Please return the lines below verbatim, beginning at the one that has "Target: gray denim shorts" and stopping after the one that has "Target: chain-link fence", and add no other lines.

# [Items from a dataset]
▽

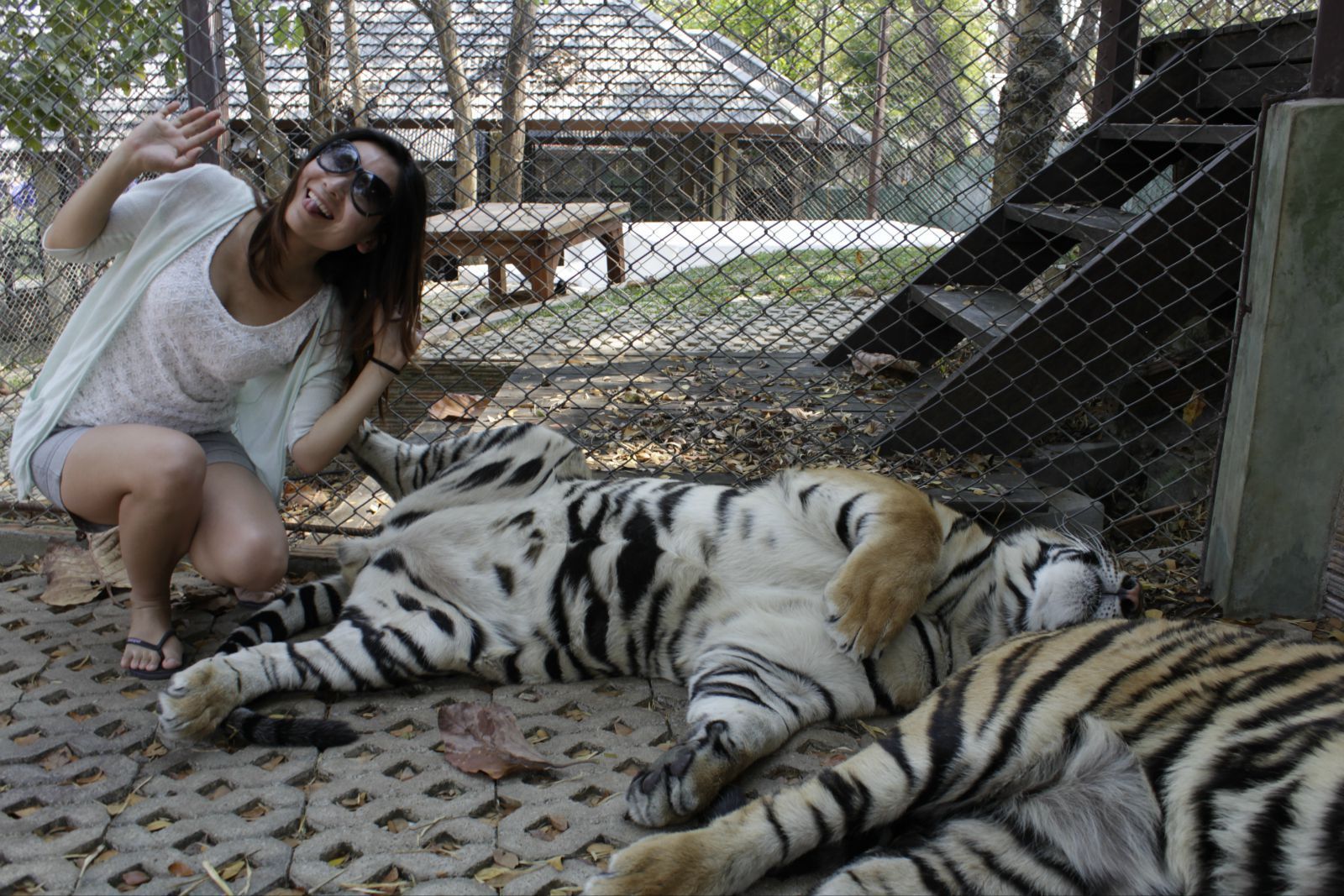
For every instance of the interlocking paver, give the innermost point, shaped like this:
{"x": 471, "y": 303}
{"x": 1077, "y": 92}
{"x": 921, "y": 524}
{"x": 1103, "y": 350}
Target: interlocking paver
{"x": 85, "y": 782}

△
▽

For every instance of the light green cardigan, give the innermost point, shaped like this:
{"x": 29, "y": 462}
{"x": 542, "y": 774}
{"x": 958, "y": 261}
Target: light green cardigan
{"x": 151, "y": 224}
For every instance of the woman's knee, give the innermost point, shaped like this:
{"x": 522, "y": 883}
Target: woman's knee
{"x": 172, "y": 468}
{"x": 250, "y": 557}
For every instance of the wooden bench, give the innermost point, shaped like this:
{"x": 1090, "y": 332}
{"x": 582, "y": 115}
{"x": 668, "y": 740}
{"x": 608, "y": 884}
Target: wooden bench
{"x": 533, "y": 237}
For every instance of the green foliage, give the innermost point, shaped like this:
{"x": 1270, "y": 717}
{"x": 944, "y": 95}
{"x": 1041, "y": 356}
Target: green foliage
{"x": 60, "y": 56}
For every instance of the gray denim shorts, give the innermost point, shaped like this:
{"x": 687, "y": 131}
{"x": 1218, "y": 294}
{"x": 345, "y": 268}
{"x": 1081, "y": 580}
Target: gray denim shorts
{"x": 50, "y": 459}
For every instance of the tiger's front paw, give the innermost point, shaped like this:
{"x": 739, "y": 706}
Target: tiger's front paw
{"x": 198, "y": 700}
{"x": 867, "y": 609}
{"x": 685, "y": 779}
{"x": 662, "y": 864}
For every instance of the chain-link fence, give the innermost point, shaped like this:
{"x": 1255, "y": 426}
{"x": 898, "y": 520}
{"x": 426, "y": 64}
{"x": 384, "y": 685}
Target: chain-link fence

△

# [Output]
Target: gray denim shorts
{"x": 50, "y": 459}
For every instance of the tiger's front paw, give the innermost point, shaped like this:
{"x": 739, "y": 706}
Target: tiger's front paw
{"x": 198, "y": 700}
{"x": 867, "y": 609}
{"x": 685, "y": 779}
{"x": 662, "y": 864}
For every instance of the chain-link fence, give the innermost point, shaped like this:
{"x": 1255, "y": 426}
{"x": 898, "y": 520}
{"x": 426, "y": 64}
{"x": 384, "y": 685}
Target: chain-link fence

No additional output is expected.